Collected data entries:
# # #

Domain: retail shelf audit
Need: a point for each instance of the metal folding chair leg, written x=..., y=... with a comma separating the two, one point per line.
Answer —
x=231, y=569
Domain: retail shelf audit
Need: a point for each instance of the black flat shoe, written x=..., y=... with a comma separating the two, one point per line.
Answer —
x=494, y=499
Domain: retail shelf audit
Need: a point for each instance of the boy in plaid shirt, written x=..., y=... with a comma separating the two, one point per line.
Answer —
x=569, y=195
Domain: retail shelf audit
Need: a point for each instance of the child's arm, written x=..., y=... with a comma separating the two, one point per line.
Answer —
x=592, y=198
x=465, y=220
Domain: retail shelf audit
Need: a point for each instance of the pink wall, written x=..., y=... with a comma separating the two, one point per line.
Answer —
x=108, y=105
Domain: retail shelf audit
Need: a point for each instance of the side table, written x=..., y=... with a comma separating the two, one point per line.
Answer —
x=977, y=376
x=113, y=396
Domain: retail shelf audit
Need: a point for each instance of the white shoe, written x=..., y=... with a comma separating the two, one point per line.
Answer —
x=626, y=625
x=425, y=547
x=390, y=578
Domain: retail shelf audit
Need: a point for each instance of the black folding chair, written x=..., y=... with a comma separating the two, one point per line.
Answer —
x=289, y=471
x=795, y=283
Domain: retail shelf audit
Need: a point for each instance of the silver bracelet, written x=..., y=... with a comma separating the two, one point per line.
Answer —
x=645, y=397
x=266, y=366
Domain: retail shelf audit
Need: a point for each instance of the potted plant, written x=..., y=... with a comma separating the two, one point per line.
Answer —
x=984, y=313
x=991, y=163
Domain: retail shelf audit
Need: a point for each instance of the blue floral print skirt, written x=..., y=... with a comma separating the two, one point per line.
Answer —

# # #

▶ [WHAT YOU HAVE TO DO] Print out every entry, keeping each one exact.

▶ [SOLUTION]
Domain: retail shelf audit
Need: a point for each instance of the metal folding chair leg, written x=..., y=... with a comma separating the two, one point per line.
Answer —
x=231, y=569
Domain: retail shelf audit
Need: a point for each instance of the black flat shoe, written x=..., y=... with a comma separating the two, one point per line.
Answer —
x=494, y=499
Domain: retail shelf audit
Need: a point for each instance of the boy in plaid shirt, written x=..., y=... with a comma separating the two, one point per line.
Answer —
x=569, y=195
Domain: retail shelf audit
Need: a point for each instance of the child's arm, written x=..., y=... with a comma separating the two, one point per line.
Answer —
x=592, y=198
x=465, y=220
Domain: retail shelf audit
Need: a point for each instance of the pink wall, written x=..., y=... with a comma separating the two, one point per line.
Answer —
x=108, y=105
Domain: retail shelf audit
Need: a point for each instance of the side table, written x=..., y=... with a comma separating the two, one point per line.
Answer —
x=977, y=376
x=113, y=396
Domain: retail shelf audit
Need: a point for each instance of the white shoe, written x=..., y=... with a comma separating the two, one point per line.
Answer —
x=626, y=625
x=425, y=547
x=390, y=578
Domain: retail shelf audit
Need: a point for each instance of the black folding chair, written x=..., y=... with a comma separating the two, one point per line.
Answer —
x=289, y=471
x=795, y=283
Domain: retail shelf audit
Need: a point for each instance of the silver bracelet, written x=..., y=... with a comma separating the two, one point per line.
Answer —
x=645, y=397
x=266, y=366
Domain: retail shelf audit
Need: a point for each instance of the potted plant, written x=..., y=... with a comma separating the two, one point per line.
Answer —
x=984, y=313
x=991, y=163
Domain: retail shelf audit
Need: a point for each instance of the blue floral print skirt, written x=..., y=... with a comma separating the two, one point per line.
Answer —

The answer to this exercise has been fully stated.